* Work required: Please copy out, word for word, the rows below from the line with "Could you please locate the pink" to the line with "<point>360,242</point>", both lines included.

Point placement records:
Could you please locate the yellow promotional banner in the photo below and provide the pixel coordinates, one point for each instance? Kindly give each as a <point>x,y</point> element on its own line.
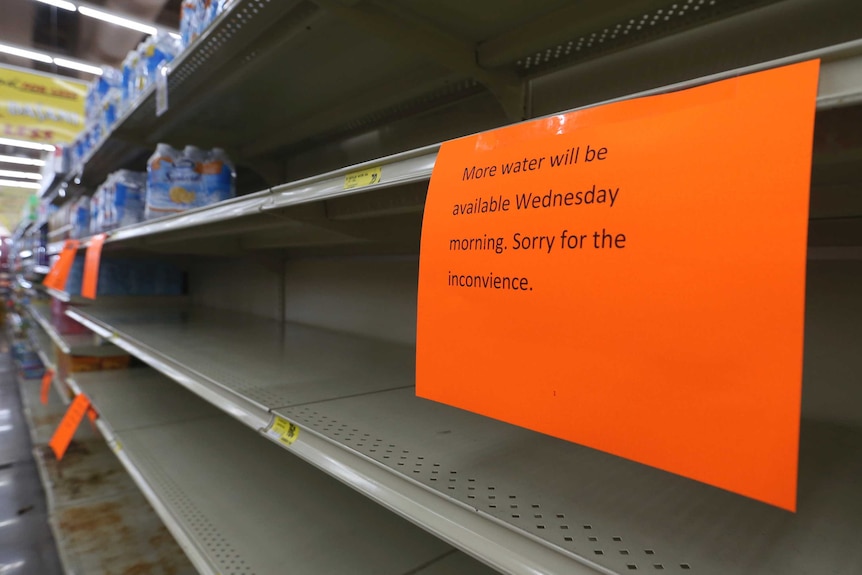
<point>40,107</point>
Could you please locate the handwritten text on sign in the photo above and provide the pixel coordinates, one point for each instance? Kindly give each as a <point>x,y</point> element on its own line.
<point>631,277</point>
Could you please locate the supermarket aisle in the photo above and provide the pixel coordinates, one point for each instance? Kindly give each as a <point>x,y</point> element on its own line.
<point>26,544</point>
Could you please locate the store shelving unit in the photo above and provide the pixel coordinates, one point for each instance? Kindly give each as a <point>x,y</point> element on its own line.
<point>279,512</point>
<point>559,504</point>
<point>326,270</point>
<point>100,521</point>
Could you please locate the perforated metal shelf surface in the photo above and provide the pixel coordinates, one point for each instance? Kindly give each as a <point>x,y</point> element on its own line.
<point>578,502</point>
<point>100,520</point>
<point>246,505</point>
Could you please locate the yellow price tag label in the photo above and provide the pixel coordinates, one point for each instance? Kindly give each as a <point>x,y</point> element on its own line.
<point>362,178</point>
<point>284,431</point>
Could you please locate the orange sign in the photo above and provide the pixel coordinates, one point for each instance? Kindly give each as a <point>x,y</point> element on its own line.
<point>631,277</point>
<point>46,385</point>
<point>91,266</point>
<point>68,425</point>
<point>56,278</point>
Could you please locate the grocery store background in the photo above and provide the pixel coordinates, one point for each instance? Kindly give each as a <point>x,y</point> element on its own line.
<point>47,28</point>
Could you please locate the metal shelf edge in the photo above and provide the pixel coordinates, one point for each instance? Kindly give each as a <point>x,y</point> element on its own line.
<point>249,413</point>
<point>468,529</point>
<point>185,541</point>
<point>49,329</point>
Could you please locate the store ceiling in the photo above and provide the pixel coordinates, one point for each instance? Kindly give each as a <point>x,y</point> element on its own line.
<point>32,24</point>
<point>29,23</point>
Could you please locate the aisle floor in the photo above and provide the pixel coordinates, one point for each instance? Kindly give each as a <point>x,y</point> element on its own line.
<point>26,543</point>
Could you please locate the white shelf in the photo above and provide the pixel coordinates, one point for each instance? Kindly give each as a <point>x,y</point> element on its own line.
<point>73,344</point>
<point>518,499</point>
<point>101,522</point>
<point>238,504</point>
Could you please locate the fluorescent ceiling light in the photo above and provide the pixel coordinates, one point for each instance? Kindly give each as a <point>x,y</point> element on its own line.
<point>38,56</point>
<point>16,184</point>
<point>118,20</point>
<point>26,144</point>
<point>59,4</point>
<point>16,174</point>
<point>21,161</point>
<point>90,69</point>
<point>48,59</point>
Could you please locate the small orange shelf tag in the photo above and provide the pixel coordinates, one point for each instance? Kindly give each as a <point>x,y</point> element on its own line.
<point>66,430</point>
<point>631,277</point>
<point>56,277</point>
<point>91,266</point>
<point>47,378</point>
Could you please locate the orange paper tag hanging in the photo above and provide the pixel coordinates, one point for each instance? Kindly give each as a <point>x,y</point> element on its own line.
<point>92,416</point>
<point>91,266</point>
<point>66,430</point>
<point>631,277</point>
<point>56,277</point>
<point>47,378</point>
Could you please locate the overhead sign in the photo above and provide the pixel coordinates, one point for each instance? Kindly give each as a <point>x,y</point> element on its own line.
<point>40,107</point>
<point>631,277</point>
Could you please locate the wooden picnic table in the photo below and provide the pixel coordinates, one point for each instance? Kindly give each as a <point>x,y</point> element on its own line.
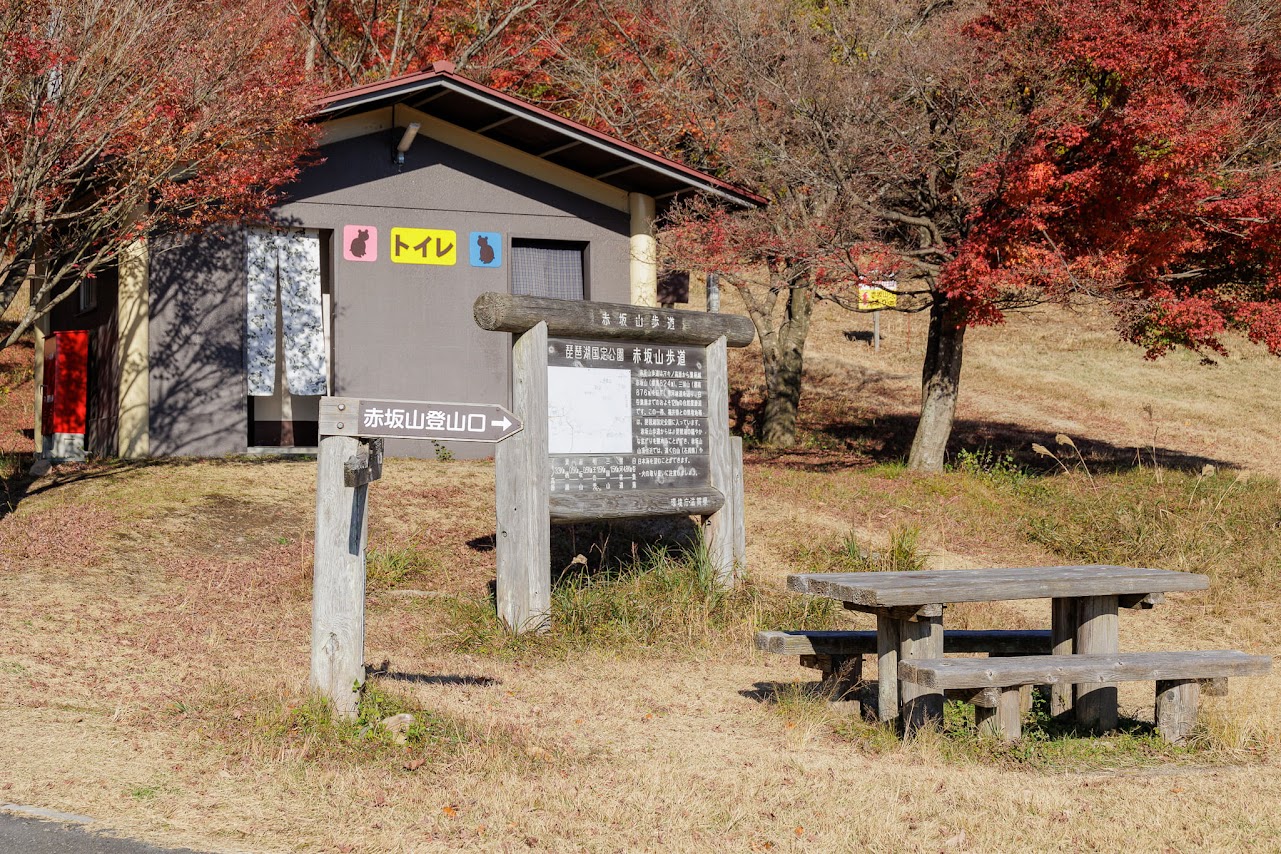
<point>908,608</point>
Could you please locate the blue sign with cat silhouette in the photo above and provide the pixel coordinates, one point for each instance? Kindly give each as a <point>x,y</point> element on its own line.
<point>486,249</point>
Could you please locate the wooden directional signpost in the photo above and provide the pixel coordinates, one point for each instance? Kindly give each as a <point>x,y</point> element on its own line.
<point>627,415</point>
<point>350,459</point>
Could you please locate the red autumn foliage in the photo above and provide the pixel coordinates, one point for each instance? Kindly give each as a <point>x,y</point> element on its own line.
<point>1147,170</point>
<point>119,119</point>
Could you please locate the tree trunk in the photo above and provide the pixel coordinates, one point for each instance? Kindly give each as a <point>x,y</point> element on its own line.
<point>940,382</point>
<point>784,366</point>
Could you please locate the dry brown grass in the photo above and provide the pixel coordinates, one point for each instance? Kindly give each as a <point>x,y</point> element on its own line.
<point>154,626</point>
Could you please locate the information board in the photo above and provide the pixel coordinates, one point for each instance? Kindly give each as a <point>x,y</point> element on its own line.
<point>625,416</point>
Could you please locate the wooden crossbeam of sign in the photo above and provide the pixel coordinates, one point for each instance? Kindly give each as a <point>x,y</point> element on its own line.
<point>433,420</point>
<point>609,320</point>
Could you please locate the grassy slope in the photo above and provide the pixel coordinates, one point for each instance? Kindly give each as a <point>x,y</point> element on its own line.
<point>154,636</point>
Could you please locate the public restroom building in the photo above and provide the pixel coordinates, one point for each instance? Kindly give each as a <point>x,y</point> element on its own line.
<point>432,191</point>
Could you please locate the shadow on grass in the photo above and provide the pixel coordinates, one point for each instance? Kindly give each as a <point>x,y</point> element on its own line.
<point>23,485</point>
<point>437,679</point>
<point>844,444</point>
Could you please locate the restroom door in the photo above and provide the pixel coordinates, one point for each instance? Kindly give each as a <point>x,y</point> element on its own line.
<point>290,336</point>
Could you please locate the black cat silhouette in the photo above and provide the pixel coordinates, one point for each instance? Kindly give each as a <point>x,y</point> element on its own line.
<point>358,242</point>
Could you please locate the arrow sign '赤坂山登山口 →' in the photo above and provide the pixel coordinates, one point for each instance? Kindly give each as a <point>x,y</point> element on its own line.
<point>434,420</point>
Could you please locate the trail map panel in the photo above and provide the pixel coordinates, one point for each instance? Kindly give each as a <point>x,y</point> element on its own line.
<point>625,415</point>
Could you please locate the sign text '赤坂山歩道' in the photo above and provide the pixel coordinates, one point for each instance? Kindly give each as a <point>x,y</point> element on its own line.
<point>625,416</point>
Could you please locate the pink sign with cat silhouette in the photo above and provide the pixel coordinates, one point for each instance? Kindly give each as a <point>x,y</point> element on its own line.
<point>360,242</point>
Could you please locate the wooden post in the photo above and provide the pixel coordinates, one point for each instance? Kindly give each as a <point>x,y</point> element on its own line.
<point>338,580</point>
<point>1006,718</point>
<point>1176,708</point>
<point>1097,635</point>
<point>887,667</point>
<point>523,473</point>
<point>920,638</point>
<point>720,528</point>
<point>1062,638</point>
<point>712,293</point>
<point>842,679</point>
<point>735,498</point>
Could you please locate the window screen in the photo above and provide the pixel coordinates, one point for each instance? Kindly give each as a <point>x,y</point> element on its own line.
<point>547,269</point>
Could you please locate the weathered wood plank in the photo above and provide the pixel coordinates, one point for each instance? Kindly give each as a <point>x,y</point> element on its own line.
<point>1053,670</point>
<point>1063,638</point>
<point>864,643</point>
<point>890,589</point>
<point>903,612</point>
<point>720,526</point>
<point>1097,635</point>
<point>570,507</point>
<point>1176,708</point>
<point>577,319</point>
<point>338,579</point>
<point>920,639</point>
<point>522,474</point>
<point>1140,602</point>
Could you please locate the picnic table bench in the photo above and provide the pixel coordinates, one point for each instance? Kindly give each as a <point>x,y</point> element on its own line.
<point>997,684</point>
<point>1084,606</point>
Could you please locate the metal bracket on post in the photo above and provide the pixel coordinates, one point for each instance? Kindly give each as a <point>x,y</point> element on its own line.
<point>365,466</point>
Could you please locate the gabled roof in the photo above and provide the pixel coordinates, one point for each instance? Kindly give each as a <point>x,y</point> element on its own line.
<point>542,133</point>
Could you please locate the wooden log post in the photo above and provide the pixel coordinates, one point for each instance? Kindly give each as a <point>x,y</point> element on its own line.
<point>721,529</point>
<point>1063,640</point>
<point>1097,635</point>
<point>887,667</point>
<point>920,638</point>
<point>338,580</point>
<point>523,471</point>
<point>1176,708</point>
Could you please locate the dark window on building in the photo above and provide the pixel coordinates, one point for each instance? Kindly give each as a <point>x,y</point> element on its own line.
<point>552,269</point>
<point>87,295</point>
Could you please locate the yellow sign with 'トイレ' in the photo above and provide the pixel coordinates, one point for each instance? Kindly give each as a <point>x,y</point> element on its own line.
<point>424,246</point>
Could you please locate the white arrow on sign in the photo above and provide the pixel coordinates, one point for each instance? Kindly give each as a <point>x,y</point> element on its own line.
<point>436,420</point>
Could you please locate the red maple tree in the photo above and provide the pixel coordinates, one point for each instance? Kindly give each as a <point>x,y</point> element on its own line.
<point>123,119</point>
<point>993,155</point>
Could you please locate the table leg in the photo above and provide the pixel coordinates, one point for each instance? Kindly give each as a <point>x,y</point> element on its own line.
<point>1062,638</point>
<point>1097,635</point>
<point>887,667</point>
<point>920,638</point>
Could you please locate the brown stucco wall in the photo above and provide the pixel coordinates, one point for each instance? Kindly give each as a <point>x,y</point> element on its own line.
<point>197,346</point>
<point>406,330</point>
<point>400,330</point>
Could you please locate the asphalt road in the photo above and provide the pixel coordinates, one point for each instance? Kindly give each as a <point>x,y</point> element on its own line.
<point>28,835</point>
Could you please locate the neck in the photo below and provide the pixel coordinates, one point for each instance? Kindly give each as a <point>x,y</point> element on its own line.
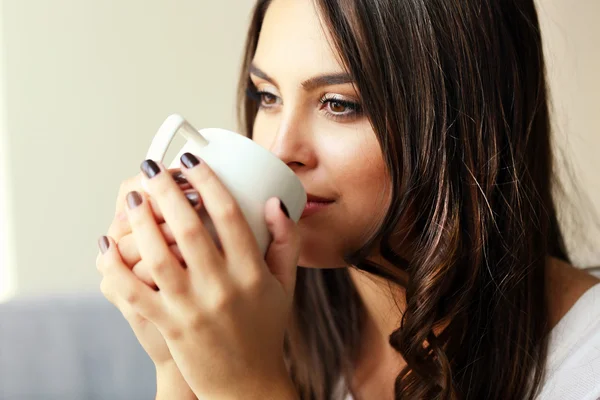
<point>378,363</point>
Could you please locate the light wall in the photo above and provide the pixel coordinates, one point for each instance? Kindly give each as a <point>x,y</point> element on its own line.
<point>86,83</point>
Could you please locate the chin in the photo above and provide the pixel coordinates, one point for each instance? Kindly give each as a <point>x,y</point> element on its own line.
<point>319,248</point>
<point>314,258</point>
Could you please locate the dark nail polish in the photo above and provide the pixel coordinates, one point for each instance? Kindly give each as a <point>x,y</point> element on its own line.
<point>189,160</point>
<point>179,178</point>
<point>284,208</point>
<point>193,198</point>
<point>104,244</point>
<point>150,169</point>
<point>134,199</point>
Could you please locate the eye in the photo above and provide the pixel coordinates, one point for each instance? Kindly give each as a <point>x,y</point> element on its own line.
<point>337,107</point>
<point>267,99</point>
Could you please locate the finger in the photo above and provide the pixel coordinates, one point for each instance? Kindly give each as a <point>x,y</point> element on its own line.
<point>122,288</point>
<point>282,255</point>
<point>166,271</point>
<point>237,240</point>
<point>130,253</point>
<point>192,237</point>
<point>120,225</point>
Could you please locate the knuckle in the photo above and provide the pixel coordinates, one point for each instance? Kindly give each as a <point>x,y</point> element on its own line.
<point>255,285</point>
<point>130,295</point>
<point>159,266</point>
<point>223,301</point>
<point>197,321</point>
<point>190,230</point>
<point>173,333</point>
<point>229,211</point>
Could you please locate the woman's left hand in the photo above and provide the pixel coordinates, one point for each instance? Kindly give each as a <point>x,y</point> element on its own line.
<point>223,314</point>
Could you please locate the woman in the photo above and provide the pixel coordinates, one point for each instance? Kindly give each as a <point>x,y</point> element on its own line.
<point>434,267</point>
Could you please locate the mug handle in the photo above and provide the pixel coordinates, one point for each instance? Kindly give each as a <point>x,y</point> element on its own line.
<point>165,134</point>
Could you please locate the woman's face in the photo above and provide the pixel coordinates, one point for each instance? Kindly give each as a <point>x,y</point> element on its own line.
<point>310,117</point>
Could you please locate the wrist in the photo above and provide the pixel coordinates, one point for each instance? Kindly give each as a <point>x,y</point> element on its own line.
<point>170,384</point>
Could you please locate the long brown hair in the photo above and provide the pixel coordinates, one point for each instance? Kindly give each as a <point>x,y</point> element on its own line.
<point>456,94</point>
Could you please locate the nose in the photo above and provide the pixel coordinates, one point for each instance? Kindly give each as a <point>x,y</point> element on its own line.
<point>293,145</point>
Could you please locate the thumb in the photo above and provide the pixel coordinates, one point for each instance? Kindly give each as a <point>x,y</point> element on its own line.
<point>282,255</point>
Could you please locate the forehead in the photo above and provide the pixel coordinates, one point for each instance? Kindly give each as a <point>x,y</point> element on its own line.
<point>292,42</point>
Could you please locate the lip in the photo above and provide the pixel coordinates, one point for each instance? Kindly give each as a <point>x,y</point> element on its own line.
<point>315,204</point>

* The solution:
Could you please locate the pink sign with cat silhouette in the photo above and provide the pixel coordinates, one point for each instance? Kindly give each as a <point>x,y</point> element on its own line.
<point>360,242</point>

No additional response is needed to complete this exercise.